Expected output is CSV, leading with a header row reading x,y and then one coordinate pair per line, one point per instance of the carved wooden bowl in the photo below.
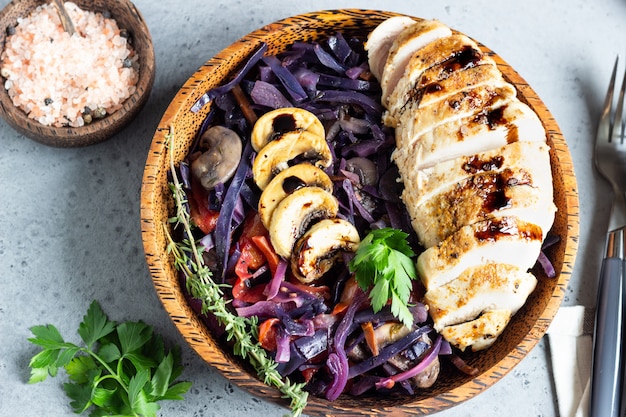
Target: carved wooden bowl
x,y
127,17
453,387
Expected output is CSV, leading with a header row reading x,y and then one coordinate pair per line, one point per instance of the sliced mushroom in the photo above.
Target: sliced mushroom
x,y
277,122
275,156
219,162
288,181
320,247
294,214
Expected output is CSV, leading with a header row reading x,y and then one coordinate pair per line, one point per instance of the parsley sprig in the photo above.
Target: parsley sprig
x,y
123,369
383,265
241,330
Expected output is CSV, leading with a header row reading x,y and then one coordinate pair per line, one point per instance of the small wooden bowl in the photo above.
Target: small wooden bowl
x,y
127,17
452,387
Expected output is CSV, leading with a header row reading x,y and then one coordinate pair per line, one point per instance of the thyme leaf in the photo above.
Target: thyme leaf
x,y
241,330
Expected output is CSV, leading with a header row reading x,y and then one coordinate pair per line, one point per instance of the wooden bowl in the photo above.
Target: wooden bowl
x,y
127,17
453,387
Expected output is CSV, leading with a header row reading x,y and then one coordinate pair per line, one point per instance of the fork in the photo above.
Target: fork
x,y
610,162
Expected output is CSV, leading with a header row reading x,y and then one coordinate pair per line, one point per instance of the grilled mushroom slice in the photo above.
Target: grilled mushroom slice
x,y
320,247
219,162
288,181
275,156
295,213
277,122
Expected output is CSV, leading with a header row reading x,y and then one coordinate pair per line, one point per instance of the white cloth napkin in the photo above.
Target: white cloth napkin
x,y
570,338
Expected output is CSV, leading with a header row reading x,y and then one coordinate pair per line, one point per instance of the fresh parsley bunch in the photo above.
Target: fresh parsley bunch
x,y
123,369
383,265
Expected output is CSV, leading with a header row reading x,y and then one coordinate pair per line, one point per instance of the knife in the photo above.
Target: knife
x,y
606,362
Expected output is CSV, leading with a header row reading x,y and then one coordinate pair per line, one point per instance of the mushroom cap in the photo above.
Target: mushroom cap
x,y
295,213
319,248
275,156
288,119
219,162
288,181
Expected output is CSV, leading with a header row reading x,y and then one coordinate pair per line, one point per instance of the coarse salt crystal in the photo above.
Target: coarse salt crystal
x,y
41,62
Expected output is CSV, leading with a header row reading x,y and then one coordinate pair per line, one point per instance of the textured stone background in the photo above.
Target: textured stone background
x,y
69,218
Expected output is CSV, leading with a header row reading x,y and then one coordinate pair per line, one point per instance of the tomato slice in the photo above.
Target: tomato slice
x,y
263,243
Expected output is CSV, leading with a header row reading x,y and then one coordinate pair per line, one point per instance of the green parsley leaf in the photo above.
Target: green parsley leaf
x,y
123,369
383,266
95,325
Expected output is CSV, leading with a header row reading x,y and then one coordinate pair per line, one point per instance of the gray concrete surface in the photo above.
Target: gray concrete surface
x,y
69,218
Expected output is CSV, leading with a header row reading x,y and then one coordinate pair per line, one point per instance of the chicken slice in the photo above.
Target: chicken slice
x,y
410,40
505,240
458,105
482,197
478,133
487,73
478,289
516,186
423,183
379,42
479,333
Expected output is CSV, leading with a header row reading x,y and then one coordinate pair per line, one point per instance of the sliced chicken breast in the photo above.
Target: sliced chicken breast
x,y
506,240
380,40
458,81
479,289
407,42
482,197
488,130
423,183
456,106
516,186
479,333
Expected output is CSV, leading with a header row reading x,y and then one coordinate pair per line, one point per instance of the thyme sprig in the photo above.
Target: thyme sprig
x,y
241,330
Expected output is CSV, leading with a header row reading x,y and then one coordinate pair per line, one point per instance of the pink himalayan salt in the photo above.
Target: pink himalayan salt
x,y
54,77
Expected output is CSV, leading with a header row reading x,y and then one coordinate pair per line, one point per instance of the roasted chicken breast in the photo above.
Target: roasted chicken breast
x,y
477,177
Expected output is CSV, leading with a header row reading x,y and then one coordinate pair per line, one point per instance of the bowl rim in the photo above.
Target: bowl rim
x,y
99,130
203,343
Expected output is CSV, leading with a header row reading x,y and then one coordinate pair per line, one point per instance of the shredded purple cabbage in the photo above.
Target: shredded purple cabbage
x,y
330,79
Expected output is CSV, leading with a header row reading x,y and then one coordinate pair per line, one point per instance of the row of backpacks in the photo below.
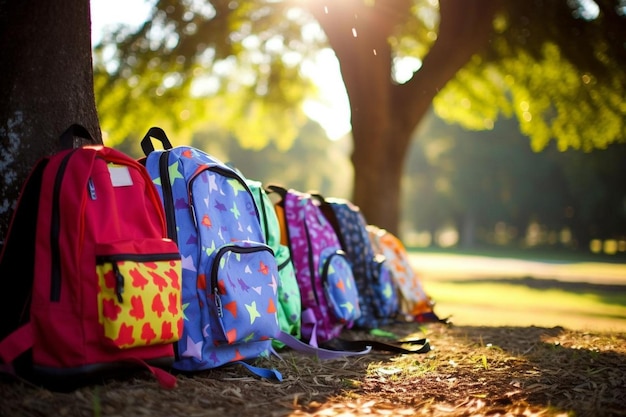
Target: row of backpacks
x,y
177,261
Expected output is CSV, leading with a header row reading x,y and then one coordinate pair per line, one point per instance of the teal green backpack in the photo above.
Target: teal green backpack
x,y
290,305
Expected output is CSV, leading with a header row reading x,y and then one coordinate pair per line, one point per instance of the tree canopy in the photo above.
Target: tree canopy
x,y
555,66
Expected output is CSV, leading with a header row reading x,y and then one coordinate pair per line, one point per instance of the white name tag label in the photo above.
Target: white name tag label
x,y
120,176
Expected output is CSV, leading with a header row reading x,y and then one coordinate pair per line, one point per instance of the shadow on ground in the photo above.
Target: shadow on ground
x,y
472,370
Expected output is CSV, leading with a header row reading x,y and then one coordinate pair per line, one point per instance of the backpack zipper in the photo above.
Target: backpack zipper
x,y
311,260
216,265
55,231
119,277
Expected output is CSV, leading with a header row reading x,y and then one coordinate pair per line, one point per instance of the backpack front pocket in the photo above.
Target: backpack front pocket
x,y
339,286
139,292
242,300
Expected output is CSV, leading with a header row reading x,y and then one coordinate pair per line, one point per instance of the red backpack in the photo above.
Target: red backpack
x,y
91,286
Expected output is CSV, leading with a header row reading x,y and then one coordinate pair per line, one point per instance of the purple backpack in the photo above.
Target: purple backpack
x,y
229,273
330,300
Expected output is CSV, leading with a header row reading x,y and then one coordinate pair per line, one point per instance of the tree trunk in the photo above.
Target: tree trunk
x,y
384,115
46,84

· · · · · · ·

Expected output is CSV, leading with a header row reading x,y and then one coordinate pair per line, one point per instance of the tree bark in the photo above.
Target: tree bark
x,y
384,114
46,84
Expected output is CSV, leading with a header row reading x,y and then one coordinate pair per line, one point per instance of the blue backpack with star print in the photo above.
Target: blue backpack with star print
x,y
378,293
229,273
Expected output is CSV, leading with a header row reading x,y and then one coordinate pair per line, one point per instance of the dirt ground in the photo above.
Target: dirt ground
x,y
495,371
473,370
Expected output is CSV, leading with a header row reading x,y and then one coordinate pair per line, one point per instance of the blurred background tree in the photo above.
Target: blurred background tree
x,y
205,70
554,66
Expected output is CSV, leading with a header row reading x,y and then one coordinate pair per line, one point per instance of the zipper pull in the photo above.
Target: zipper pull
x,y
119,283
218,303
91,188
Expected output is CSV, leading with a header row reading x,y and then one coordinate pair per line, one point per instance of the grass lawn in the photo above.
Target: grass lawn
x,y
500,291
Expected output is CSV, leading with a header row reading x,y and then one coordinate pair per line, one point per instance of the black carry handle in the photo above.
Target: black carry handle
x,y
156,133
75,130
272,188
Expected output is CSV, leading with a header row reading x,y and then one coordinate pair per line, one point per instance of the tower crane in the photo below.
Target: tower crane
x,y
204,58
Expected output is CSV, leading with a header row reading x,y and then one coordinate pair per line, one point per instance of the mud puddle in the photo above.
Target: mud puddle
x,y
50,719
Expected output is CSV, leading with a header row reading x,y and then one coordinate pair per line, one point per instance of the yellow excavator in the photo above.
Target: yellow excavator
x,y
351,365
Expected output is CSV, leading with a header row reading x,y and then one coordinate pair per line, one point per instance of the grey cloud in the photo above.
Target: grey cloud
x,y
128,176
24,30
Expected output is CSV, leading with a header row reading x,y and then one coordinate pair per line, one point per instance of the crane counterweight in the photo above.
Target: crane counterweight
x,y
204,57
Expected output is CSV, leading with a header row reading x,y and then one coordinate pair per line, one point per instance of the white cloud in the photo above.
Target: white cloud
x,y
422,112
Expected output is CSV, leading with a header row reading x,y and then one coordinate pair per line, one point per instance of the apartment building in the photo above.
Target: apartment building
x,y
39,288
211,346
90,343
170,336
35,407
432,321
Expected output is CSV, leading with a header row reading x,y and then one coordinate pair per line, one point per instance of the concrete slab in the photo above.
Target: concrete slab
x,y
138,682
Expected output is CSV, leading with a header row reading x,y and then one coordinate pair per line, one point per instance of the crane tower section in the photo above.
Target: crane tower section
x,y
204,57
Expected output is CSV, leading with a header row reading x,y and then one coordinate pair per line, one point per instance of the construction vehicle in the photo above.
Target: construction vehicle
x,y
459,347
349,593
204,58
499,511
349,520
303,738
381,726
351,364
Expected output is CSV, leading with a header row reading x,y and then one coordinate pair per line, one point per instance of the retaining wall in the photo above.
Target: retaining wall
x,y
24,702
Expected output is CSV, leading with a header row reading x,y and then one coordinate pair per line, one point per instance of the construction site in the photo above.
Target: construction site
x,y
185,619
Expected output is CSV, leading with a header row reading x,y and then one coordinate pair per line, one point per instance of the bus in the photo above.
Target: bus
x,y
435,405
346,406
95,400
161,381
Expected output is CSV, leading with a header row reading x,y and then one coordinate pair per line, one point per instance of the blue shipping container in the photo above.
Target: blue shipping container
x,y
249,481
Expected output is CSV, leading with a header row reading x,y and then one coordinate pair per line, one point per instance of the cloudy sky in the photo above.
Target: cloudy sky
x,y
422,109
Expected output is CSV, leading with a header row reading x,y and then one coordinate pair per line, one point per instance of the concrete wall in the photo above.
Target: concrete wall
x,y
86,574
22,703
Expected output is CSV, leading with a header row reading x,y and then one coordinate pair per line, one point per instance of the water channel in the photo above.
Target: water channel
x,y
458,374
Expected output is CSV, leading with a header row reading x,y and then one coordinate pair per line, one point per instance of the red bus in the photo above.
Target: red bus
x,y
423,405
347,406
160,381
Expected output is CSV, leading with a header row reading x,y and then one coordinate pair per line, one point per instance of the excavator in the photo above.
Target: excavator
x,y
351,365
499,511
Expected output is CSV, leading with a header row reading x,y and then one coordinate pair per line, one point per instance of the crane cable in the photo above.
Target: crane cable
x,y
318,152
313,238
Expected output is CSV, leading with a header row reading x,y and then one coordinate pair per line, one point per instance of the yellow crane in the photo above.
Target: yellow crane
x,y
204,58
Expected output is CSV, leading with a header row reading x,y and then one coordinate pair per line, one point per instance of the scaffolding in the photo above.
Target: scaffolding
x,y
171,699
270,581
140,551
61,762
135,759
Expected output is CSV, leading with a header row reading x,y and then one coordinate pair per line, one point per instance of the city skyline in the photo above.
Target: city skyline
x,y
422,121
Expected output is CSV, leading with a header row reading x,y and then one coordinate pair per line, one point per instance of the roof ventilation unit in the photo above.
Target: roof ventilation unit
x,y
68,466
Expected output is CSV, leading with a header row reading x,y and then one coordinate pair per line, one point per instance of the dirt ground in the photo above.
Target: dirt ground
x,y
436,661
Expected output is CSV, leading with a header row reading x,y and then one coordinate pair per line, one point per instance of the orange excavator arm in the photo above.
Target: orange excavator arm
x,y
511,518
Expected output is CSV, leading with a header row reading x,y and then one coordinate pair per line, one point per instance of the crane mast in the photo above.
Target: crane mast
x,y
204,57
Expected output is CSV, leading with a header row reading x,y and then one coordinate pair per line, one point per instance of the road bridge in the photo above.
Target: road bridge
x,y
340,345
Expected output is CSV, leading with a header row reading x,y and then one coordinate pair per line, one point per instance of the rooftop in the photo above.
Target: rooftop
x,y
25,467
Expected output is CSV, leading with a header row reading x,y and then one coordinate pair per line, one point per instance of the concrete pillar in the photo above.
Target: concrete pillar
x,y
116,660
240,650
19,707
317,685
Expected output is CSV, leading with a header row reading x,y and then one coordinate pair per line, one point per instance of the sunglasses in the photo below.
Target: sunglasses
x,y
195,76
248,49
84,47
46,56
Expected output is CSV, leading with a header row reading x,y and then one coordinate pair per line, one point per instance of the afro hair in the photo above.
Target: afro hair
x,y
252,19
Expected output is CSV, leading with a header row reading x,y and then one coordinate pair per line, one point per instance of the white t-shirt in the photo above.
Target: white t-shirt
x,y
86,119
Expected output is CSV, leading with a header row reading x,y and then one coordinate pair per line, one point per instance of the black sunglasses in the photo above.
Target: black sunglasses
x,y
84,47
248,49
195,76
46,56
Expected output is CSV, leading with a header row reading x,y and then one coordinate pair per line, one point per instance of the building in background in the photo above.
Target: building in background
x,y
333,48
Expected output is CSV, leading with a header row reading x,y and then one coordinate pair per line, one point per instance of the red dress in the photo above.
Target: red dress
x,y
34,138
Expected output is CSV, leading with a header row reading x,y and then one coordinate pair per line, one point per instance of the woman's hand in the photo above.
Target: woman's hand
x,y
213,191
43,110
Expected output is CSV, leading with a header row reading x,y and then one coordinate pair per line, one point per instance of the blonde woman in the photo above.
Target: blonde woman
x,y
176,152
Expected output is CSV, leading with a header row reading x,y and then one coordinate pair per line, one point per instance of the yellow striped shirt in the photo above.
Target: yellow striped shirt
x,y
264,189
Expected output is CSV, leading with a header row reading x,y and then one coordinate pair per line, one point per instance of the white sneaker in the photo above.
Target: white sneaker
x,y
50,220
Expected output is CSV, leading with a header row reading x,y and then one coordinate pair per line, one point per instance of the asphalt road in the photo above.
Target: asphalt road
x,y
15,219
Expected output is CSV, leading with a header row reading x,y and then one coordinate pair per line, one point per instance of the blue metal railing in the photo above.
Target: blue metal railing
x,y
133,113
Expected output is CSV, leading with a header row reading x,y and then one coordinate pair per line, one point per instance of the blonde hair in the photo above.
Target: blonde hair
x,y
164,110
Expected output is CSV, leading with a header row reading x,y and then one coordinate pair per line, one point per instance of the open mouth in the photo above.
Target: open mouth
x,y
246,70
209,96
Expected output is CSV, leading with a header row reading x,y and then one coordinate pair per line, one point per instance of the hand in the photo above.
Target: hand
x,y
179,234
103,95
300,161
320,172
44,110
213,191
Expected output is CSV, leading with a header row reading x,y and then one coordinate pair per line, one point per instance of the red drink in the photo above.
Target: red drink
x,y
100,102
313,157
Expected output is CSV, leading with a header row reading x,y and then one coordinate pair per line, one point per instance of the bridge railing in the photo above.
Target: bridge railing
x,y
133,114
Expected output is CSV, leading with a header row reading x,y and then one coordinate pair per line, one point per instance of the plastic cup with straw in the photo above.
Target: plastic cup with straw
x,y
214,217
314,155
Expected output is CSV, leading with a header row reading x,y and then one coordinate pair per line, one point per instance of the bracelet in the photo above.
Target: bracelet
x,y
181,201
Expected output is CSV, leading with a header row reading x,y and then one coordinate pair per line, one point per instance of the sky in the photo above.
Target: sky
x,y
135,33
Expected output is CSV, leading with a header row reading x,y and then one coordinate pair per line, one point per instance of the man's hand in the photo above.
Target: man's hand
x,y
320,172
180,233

· · · · · · ·

Search the lines above for the string "below" and copy each line that has it.

**Response to the exercise:**
Expected output is CSV, leading with a header row reading x,y and then one coordinate pair per line, one point per instance of the carved wooden bowl in the photo below.
Expected output is CSV, leading with a header row reading x,y and then one coordinate pair per line, one point per instance of the row of backpacks in the photo below.
Expected output is CSV, leading with a header row reading x,y and then one coordinate pair per line, one point per instance of the tower crane in the photo below.
Expected output is CSV, leading with a header row reading x,y and then one coordinate pair per line, one point per instance of the sunglasses in the photo below.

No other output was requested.